- [Source records]:
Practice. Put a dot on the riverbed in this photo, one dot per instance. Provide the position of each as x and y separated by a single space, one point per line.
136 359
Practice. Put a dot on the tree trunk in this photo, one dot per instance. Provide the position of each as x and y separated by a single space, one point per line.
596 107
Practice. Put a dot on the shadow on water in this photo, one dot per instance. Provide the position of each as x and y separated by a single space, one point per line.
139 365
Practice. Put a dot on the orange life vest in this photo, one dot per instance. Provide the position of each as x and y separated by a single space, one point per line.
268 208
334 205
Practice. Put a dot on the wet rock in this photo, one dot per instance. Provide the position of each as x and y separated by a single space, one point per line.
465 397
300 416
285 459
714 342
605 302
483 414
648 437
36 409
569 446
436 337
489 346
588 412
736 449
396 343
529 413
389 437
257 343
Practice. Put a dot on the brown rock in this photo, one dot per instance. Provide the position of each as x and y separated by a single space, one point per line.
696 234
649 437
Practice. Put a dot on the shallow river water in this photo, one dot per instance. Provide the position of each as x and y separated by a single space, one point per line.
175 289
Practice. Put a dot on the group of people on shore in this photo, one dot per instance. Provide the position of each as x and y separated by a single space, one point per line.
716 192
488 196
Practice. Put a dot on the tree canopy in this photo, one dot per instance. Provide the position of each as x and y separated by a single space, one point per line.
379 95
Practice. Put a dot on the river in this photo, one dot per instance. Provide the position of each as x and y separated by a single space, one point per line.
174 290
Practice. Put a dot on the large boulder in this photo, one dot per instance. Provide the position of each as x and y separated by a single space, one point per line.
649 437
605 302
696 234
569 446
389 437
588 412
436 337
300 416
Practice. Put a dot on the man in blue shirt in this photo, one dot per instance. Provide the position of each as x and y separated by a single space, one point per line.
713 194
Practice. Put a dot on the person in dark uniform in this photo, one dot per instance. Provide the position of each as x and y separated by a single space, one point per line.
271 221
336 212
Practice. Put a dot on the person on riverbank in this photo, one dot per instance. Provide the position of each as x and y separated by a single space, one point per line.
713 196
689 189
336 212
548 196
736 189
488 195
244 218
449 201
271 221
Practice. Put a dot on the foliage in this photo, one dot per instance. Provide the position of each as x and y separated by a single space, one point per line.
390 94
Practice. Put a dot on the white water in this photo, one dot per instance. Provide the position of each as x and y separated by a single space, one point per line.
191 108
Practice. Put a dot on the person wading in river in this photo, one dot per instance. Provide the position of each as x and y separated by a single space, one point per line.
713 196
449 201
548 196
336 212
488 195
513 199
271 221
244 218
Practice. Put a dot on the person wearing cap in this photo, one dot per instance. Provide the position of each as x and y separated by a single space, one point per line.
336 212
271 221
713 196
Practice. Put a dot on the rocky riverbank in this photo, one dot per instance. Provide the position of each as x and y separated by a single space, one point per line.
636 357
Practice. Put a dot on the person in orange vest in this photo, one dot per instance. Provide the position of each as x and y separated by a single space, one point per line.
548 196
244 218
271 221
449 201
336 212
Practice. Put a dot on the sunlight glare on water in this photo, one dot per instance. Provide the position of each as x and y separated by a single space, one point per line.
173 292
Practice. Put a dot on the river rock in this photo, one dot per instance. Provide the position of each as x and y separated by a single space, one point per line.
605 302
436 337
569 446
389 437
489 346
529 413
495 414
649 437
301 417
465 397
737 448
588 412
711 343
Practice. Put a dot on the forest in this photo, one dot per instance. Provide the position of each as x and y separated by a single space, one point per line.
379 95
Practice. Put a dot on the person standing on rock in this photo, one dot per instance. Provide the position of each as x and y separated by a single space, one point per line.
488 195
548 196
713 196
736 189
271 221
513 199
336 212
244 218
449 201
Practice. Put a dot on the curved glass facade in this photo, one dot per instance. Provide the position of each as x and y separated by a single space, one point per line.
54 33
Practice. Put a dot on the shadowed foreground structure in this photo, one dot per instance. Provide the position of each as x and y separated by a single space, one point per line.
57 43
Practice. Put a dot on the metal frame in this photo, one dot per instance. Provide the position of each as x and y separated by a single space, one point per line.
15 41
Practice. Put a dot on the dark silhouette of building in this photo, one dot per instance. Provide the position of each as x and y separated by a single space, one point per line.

- [Task prompt]: What's needed is an exact copy of every entry.

- [Your response]:
Practice. Put a dot on the riverbed in this photo, one dot per instance. Provide the position of each as x and y separated by a single space, one point per line.
136 359
Practice. Put a dot on the tree trunk in this photo, one dot per instance. Provide the position of each as x and y separated by a single space, one point per line.
596 107
Practice. Put a dot on the shadow on water in this photo, one dot per instance. Provide the position of each as x and y separated by a single space, one point per line.
139 365
Practice. Put a dot on the orange life vest in this photo, one dot per instance. Provide the position of each as x and y separated by a single space, one point per line.
268 208
334 205
Practice. Put a dot on the wet rock in this photo, one dot per instance. Provide the position of each as x and y separated by a single space, one point per line.
465 397
300 416
285 459
714 342
605 302
483 414
648 437
36 409
569 446
436 337
489 346
588 412
736 449
396 343
529 413
389 437
257 343
Practice. Put a dot on the brown rock in this photo, one dot per instance. Provide the position of each as x and y separated by a single space, one point per line.
696 234
649 437
Practice. Put a dot on the shallow river water in this photo, one dot per instance. Provide the position of each as x and y separated by a single space, one point per line.
175 289
Practice. Put a dot on the group of people on shore in this photo, one dot per instance. Provide the position of each as x and y separated by a single space, one point per line.
716 192
488 196
Practice. Put a dot on the tree canopy in this photo, one dot per instance. Provide the position of each as x and y separated by a single space, one point per line.
379 95
Practice. Put a dot on the river in this photo, one dot per instance. Provide the position of each as x and y separated by a single space, one point per line.
174 290
Practice. Put a dot on the large boulder in this photo, one dot per instance. Provide the position of each as x and y separated by a single space, one point per line.
649 437
605 302
696 234
569 446
389 437
588 412
436 337
300 416
Practice. Put a dot on the man in blue shirt in this photo, one dot per instance. Provide the position of each as x and y separated by a single space, one point per line.
713 194
Practice. Put a dot on the person in dark uniform in this photo, one dot per instance. Provide the position of each as x and y separated by a single space, one point per line.
271 221
336 212
Practice. Put a dot on the person on riverbank in this photo, one dot per instance. Provide the position of each as x and y separated by a single space, one point per line.
713 196
689 189
336 212
548 196
736 189
488 195
244 218
449 201
271 221
Practice. Put a dot on the foliage in this photo, one dot per instance. Provide the position of each as x and y separated by a single space, one point per line.
390 94
Practice. Put a dot on the white water in this photo, one dot per instance. Provide the position of each as x and y separated by a single space, one point per line.
191 108
Practice. Put a dot on the person wading in river in this photo, one dot per instance. Provide the position of each as x and y separated by a single space, one point per line.
713 196
449 201
548 196
336 212
488 195
513 199
271 221
244 218
Practice. Put a dot on the person wearing cap in this photo, one dot per instance. Provide the position of each as x and y separated by a single space, one point per line.
336 212
271 221
713 196
Practice. Put a dot on the rocky riverbank in this photo, one dot per instance. Provide the position of each as x and y separated by a single space, one point per line.
636 357
Practice. Put a dot on the person in orange vest in this photo, one dot per instance. Provide the position of each as x and y separated by a single space, one point per line.
548 196
244 218
271 221
449 201
336 212
Practice. Put a dot on the sunlight glare on water in this photo, one dot per instance. Provide the position of each as x and y separated by a single space, one point per line.
173 292
Practice. Put a dot on the river rock in this photo, one dot per instance. Provide the position of each as x and y separated by a single space, one point per line.
605 302
436 337
569 446
389 437
489 346
529 413
495 414
649 437
301 417
465 397
737 448
588 412
711 343
Practice. Put a dot on the forest in this photo, one dot per instance. Provide the position of each as x and y separated by a single space, one point per line.
379 95
Practice. Put a dot on the person standing on rock in this photo, one dot per instance. Provide the position of each as x and y separated by a single space, one point per line.
488 195
548 196
713 196
736 189
271 221
513 199
336 212
244 218
449 201
Practice. Put a dot on the curved glass facade in this photo, one dot per instance. Provide the position of each as x and y separated by a single space, one point per line.
54 33
Practice. Put a dot on the shadowed foreground structure in this photo, one dot per instance. Provide the position of each as x and y separated by a single space, one point per line.
57 43
Practice. Put a dot on the metal frame in this photo, one dot per instance. Provide the position of each as x and y separated by a single space, one point per line.
15 41
Practice. Put a dot on the dark silhouette of building in this photo, one dot per instance. Provide the position of each as x and y separated by a single space, one point per line.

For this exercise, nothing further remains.